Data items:
********

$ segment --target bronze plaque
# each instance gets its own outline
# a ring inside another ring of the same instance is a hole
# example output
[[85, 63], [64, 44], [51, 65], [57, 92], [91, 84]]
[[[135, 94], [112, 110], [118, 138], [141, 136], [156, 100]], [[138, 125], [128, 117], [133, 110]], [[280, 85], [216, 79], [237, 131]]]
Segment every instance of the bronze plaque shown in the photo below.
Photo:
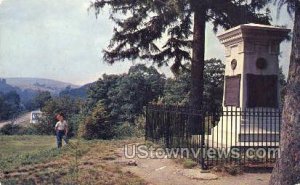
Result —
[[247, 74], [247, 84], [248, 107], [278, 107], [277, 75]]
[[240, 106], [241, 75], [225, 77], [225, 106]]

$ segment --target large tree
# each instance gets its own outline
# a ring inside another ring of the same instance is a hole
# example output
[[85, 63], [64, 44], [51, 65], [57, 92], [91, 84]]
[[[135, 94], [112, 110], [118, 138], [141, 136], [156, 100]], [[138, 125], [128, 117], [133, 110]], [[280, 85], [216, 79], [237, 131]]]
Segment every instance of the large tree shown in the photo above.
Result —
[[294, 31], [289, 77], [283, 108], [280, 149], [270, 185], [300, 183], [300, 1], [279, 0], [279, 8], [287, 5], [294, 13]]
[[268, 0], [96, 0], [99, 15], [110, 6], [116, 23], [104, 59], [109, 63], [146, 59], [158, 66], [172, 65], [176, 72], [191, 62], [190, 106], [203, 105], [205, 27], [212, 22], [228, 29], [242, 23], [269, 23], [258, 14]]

********

*Direction*.
Put every line of the entries above into a JSON list of strings, one string per line, leaving out blank lines and the pictures.

*Result*.
[
  "$ segment --target bronze plaque",
  "# each instance gets its own outline",
  "# a ring inside another ring of the same instance is a hole",
  "# example output",
  "[[85, 63], [64, 44], [51, 65], [57, 92], [91, 84]]",
  "[[[135, 94], [112, 110], [118, 138], [141, 136], [156, 100]], [[138, 125], [128, 117], [133, 110]], [[280, 85], [216, 79], [237, 131]]]",
  "Segment every instance of the bronze plaque shown in the photo below.",
  "Photo:",
  "Result —",
  "[[247, 74], [247, 84], [248, 107], [278, 107], [277, 75]]",
  "[[240, 106], [241, 75], [225, 77], [225, 106]]",
  "$ segment --target large tree",
  "# each instance gets its own outline",
  "# a ring inside another ring of the same instance is a hole",
  "# example output",
  "[[85, 63], [64, 44], [51, 65], [57, 92], [91, 84]]",
  "[[[135, 94], [112, 110], [118, 138], [141, 136], [156, 100]], [[138, 125], [128, 117], [133, 110]], [[280, 85], [216, 79], [237, 131]]]",
  "Segment every instance of the large tree shown in the photo above.",
  "Result —",
  "[[294, 31], [289, 77], [283, 108], [280, 149], [270, 185], [300, 183], [300, 1], [279, 0], [279, 8], [287, 5], [294, 13]]",
  "[[268, 0], [96, 0], [99, 15], [110, 6], [116, 23], [104, 59], [109, 63], [146, 59], [158, 66], [172, 65], [176, 72], [191, 62], [190, 106], [203, 105], [205, 27], [212, 22], [228, 29], [242, 23], [269, 23], [258, 14]]"
]